Selected text section start

Growing up in the cold winters in Michigan, Christopher Griffiths dreamed of becoming a rock star at a young age. He began playing in bands when he was just nine years old and continued on throughout high school. At age 13, he would DJ school dances and his music teacher would let him chart music for the high school band. That’s where his love of music started and continues on to this day. A multi-talented musician, Griffiths plays bass, guitar, keys, synth, harmonica, mandolin and upright bass. “Give me an hour and a bottle of scotch and I’ll learn to play something,” he jokes.
Heavily influenced by an array of artists from Bob Dylan and Bruce Springsteen to Dr. Dre and Jason Isabell, Griffiths is drawn to authentic lyrics that provide the listener with a story. The heartfelt singer/songwriter has dabbled in Country, Americana and Pop genres. “I’m not trying to be perfect – I just want to be real. My songs are all just love letters to people with ears.”
Getting to know Christopher
If you were to write an autobiography, what would the title be?
“Failing Up: A Map Less Traveler’s Guide to Truck Stops”
What was the last TV series you watched on TV?

Selected text section end
Record set section start

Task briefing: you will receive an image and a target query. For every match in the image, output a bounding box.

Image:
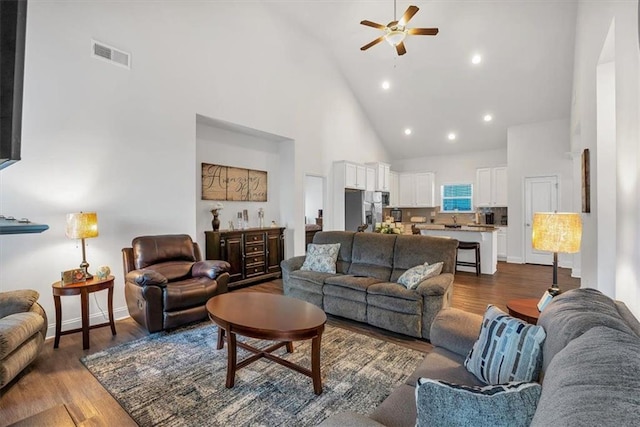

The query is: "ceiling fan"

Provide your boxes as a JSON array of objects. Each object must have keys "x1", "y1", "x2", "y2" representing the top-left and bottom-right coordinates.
[{"x1": 360, "y1": 0, "x2": 438, "y2": 55}]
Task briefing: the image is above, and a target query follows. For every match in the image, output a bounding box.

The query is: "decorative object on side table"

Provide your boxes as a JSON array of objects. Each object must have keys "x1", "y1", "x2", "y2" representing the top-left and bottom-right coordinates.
[
  {"x1": 65, "y1": 212, "x2": 98, "y2": 279},
  {"x1": 211, "y1": 202, "x2": 224, "y2": 231},
  {"x1": 374, "y1": 221, "x2": 404, "y2": 234},
  {"x1": 531, "y1": 212, "x2": 582, "y2": 297},
  {"x1": 60, "y1": 268, "x2": 87, "y2": 286},
  {"x1": 96, "y1": 265, "x2": 111, "y2": 280}
]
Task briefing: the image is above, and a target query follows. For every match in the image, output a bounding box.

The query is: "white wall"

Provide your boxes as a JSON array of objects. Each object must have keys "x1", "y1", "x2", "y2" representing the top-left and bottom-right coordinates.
[
  {"x1": 391, "y1": 149, "x2": 507, "y2": 191},
  {"x1": 304, "y1": 175, "x2": 324, "y2": 224},
  {"x1": 507, "y1": 119, "x2": 580, "y2": 268},
  {"x1": 0, "y1": 1, "x2": 388, "y2": 338},
  {"x1": 571, "y1": 1, "x2": 640, "y2": 317}
]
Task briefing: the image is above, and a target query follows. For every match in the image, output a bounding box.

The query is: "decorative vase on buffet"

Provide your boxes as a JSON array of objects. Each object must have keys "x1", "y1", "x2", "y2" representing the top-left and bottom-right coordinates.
[
  {"x1": 211, "y1": 202, "x2": 224, "y2": 231},
  {"x1": 211, "y1": 209, "x2": 220, "y2": 231}
]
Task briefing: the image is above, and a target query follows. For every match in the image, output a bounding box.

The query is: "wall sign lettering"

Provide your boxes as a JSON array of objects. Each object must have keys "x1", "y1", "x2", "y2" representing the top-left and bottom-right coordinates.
[{"x1": 202, "y1": 163, "x2": 267, "y2": 202}]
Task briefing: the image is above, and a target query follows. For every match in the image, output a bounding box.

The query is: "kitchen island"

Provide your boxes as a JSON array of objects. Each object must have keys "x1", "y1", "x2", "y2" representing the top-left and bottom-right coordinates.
[{"x1": 416, "y1": 224, "x2": 498, "y2": 274}]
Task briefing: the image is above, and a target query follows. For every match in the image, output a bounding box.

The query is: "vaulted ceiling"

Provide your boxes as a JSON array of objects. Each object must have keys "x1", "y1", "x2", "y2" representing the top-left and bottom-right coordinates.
[{"x1": 271, "y1": 0, "x2": 576, "y2": 159}]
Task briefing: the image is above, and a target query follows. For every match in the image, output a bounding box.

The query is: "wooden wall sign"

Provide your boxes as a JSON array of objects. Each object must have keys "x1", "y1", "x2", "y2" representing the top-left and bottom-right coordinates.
[
  {"x1": 582, "y1": 148, "x2": 591, "y2": 213},
  {"x1": 202, "y1": 163, "x2": 267, "y2": 202}
]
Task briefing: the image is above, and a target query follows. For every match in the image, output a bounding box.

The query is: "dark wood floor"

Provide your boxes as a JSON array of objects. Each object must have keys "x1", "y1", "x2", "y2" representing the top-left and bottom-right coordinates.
[{"x1": 0, "y1": 263, "x2": 580, "y2": 427}]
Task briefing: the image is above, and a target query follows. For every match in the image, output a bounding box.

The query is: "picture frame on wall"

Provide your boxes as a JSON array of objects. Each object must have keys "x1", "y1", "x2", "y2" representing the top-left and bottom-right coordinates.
[{"x1": 582, "y1": 148, "x2": 591, "y2": 213}]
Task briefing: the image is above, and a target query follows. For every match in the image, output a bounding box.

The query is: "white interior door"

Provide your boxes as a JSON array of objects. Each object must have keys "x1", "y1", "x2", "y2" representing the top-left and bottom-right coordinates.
[{"x1": 524, "y1": 176, "x2": 558, "y2": 265}]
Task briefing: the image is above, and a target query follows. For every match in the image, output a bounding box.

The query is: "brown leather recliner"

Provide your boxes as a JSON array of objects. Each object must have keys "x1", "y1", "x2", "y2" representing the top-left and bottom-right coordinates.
[{"x1": 122, "y1": 234, "x2": 230, "y2": 332}]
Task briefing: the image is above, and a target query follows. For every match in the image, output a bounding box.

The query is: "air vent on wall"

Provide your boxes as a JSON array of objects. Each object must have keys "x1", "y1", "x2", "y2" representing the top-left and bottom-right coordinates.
[{"x1": 91, "y1": 40, "x2": 131, "y2": 69}]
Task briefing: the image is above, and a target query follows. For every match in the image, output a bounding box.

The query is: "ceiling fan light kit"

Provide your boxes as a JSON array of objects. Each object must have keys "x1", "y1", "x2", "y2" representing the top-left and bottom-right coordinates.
[
  {"x1": 384, "y1": 28, "x2": 407, "y2": 46},
  {"x1": 360, "y1": 0, "x2": 438, "y2": 55}
]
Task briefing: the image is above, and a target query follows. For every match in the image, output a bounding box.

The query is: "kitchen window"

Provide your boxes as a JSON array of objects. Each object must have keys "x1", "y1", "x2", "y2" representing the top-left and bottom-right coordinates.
[{"x1": 440, "y1": 184, "x2": 473, "y2": 212}]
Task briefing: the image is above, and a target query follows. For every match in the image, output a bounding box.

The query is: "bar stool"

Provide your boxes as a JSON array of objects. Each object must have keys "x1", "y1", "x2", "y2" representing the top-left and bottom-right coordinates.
[{"x1": 456, "y1": 242, "x2": 481, "y2": 276}]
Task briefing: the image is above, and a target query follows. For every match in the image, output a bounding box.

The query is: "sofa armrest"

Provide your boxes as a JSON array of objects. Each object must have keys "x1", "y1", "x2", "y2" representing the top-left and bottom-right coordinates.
[
  {"x1": 430, "y1": 308, "x2": 482, "y2": 356},
  {"x1": 191, "y1": 260, "x2": 231, "y2": 280},
  {"x1": 0, "y1": 289, "x2": 40, "y2": 318},
  {"x1": 280, "y1": 255, "x2": 306, "y2": 278},
  {"x1": 124, "y1": 268, "x2": 169, "y2": 287},
  {"x1": 416, "y1": 273, "x2": 453, "y2": 296}
]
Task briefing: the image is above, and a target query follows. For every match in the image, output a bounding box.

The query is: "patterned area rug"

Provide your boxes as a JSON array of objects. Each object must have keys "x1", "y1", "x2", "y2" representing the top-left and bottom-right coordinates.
[{"x1": 81, "y1": 322, "x2": 424, "y2": 426}]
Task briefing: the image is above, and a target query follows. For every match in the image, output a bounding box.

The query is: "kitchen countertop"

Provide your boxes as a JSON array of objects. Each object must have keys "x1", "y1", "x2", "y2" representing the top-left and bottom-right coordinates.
[{"x1": 415, "y1": 224, "x2": 498, "y2": 233}]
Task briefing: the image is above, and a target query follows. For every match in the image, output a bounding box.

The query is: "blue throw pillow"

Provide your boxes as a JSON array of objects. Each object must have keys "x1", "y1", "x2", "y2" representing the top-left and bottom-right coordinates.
[
  {"x1": 300, "y1": 243, "x2": 340, "y2": 274},
  {"x1": 464, "y1": 305, "x2": 546, "y2": 384},
  {"x1": 416, "y1": 378, "x2": 542, "y2": 427}
]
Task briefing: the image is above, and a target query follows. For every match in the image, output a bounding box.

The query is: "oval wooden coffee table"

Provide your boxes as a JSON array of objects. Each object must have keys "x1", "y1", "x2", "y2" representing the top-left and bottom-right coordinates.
[{"x1": 207, "y1": 292, "x2": 327, "y2": 394}]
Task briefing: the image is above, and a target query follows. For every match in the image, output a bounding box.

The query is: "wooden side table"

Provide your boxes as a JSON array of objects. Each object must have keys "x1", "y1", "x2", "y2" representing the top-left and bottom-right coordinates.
[
  {"x1": 507, "y1": 298, "x2": 540, "y2": 325},
  {"x1": 51, "y1": 276, "x2": 116, "y2": 350}
]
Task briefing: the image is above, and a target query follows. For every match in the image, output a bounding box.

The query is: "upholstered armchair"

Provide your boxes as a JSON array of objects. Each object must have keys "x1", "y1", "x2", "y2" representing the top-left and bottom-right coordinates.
[
  {"x1": 0, "y1": 290, "x2": 47, "y2": 388},
  {"x1": 122, "y1": 234, "x2": 230, "y2": 332}
]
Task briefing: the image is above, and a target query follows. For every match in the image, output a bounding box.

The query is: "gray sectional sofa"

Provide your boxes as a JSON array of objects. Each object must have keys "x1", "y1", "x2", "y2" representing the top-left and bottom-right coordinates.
[
  {"x1": 281, "y1": 231, "x2": 458, "y2": 339},
  {"x1": 321, "y1": 289, "x2": 640, "y2": 427}
]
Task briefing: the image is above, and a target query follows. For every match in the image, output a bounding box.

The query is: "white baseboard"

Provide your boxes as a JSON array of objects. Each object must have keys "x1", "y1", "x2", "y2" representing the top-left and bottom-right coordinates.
[{"x1": 47, "y1": 307, "x2": 129, "y2": 338}]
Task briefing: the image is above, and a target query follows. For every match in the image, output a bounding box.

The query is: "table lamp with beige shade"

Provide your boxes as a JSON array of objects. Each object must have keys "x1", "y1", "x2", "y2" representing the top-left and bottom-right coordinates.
[
  {"x1": 65, "y1": 212, "x2": 98, "y2": 279},
  {"x1": 531, "y1": 212, "x2": 582, "y2": 296}
]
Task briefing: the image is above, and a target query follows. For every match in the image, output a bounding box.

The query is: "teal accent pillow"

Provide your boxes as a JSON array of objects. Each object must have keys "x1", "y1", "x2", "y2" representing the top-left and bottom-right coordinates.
[
  {"x1": 300, "y1": 243, "x2": 340, "y2": 274},
  {"x1": 464, "y1": 305, "x2": 546, "y2": 384},
  {"x1": 416, "y1": 378, "x2": 542, "y2": 427},
  {"x1": 398, "y1": 262, "x2": 444, "y2": 289}
]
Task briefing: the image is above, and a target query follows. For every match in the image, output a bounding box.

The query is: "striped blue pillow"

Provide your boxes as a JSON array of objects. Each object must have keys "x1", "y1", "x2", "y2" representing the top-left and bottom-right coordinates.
[
  {"x1": 416, "y1": 378, "x2": 541, "y2": 427},
  {"x1": 464, "y1": 305, "x2": 546, "y2": 384}
]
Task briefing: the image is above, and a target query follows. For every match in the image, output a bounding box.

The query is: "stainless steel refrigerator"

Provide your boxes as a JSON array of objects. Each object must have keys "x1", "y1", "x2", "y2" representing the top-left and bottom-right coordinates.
[{"x1": 344, "y1": 190, "x2": 382, "y2": 232}]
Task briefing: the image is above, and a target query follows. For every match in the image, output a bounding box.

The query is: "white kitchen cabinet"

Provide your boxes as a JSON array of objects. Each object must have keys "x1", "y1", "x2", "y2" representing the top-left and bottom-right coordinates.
[
  {"x1": 498, "y1": 227, "x2": 508, "y2": 261},
  {"x1": 365, "y1": 166, "x2": 376, "y2": 191},
  {"x1": 474, "y1": 166, "x2": 507, "y2": 207},
  {"x1": 415, "y1": 172, "x2": 435, "y2": 208},
  {"x1": 389, "y1": 172, "x2": 400, "y2": 207},
  {"x1": 365, "y1": 162, "x2": 391, "y2": 191},
  {"x1": 398, "y1": 173, "x2": 416, "y2": 206}
]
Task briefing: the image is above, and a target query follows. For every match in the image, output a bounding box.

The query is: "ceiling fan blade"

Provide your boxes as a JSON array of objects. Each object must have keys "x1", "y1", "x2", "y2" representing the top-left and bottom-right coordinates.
[
  {"x1": 398, "y1": 6, "x2": 420, "y2": 27},
  {"x1": 360, "y1": 36, "x2": 384, "y2": 50},
  {"x1": 360, "y1": 19, "x2": 387, "y2": 30},
  {"x1": 407, "y1": 28, "x2": 438, "y2": 36}
]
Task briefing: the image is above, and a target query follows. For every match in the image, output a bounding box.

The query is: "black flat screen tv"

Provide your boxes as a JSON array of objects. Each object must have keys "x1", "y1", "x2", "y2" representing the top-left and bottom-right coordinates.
[{"x1": 0, "y1": 0, "x2": 27, "y2": 169}]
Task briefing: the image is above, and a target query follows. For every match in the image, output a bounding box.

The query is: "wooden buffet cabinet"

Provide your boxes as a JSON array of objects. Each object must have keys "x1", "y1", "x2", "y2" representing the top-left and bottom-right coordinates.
[{"x1": 204, "y1": 228, "x2": 284, "y2": 288}]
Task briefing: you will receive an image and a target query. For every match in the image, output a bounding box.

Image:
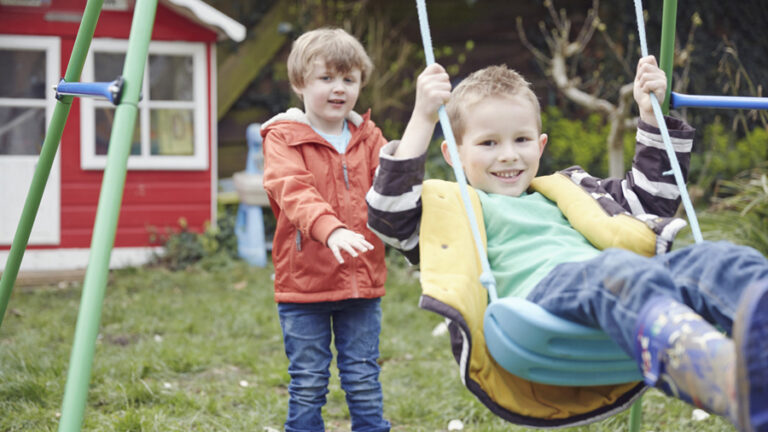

Record set section end

Task to complete —
Copy the part of the Christopher Griffiths profile word for word, starting with "Getting to know" and going on through "watched on TV?".

Solution to this exercise —
Getting to know Christopher
If you were to write an autobiography, what would the title be?
“Failing Up: A Map Less Traveler’s Guide to Truck Stops”
What was the last TV series you watched on TV?